[Source data]
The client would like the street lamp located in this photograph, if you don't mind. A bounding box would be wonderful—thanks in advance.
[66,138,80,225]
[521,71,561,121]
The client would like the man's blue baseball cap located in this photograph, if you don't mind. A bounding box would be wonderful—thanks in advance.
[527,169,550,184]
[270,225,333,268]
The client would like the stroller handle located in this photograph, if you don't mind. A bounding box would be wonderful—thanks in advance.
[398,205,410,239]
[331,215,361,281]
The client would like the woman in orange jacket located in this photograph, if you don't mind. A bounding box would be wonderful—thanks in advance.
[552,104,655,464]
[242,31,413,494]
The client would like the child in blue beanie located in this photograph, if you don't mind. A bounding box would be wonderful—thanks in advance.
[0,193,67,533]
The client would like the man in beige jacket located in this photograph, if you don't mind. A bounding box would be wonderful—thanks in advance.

**Aim of the task**
Write out, exactly as they appear, the lines from the one containing "The client would like the stroller" through the last line of the records above, both included, and nothing more.

**Output of the exercise**
The client would like the stroller handle located in this photograph, if you don't mind. A bounding box would be wonderful—thanks in advance.
[398,205,410,239]
[331,215,361,281]
The client would like the woman in orange jacket located in this photograph, if you don't mind. A bounding box would be wonderful—thanks in advance.
[552,104,655,464]
[242,31,413,494]
The client would like the child in blue beanie located in this photograph, if you don't mind. A bounding box would be wonderful—thanks in advance.
[0,193,67,533]
The client would like the man in beige jacket located in this photograph, if you don't mind. A bounding box would be wonderful—thanks in advance.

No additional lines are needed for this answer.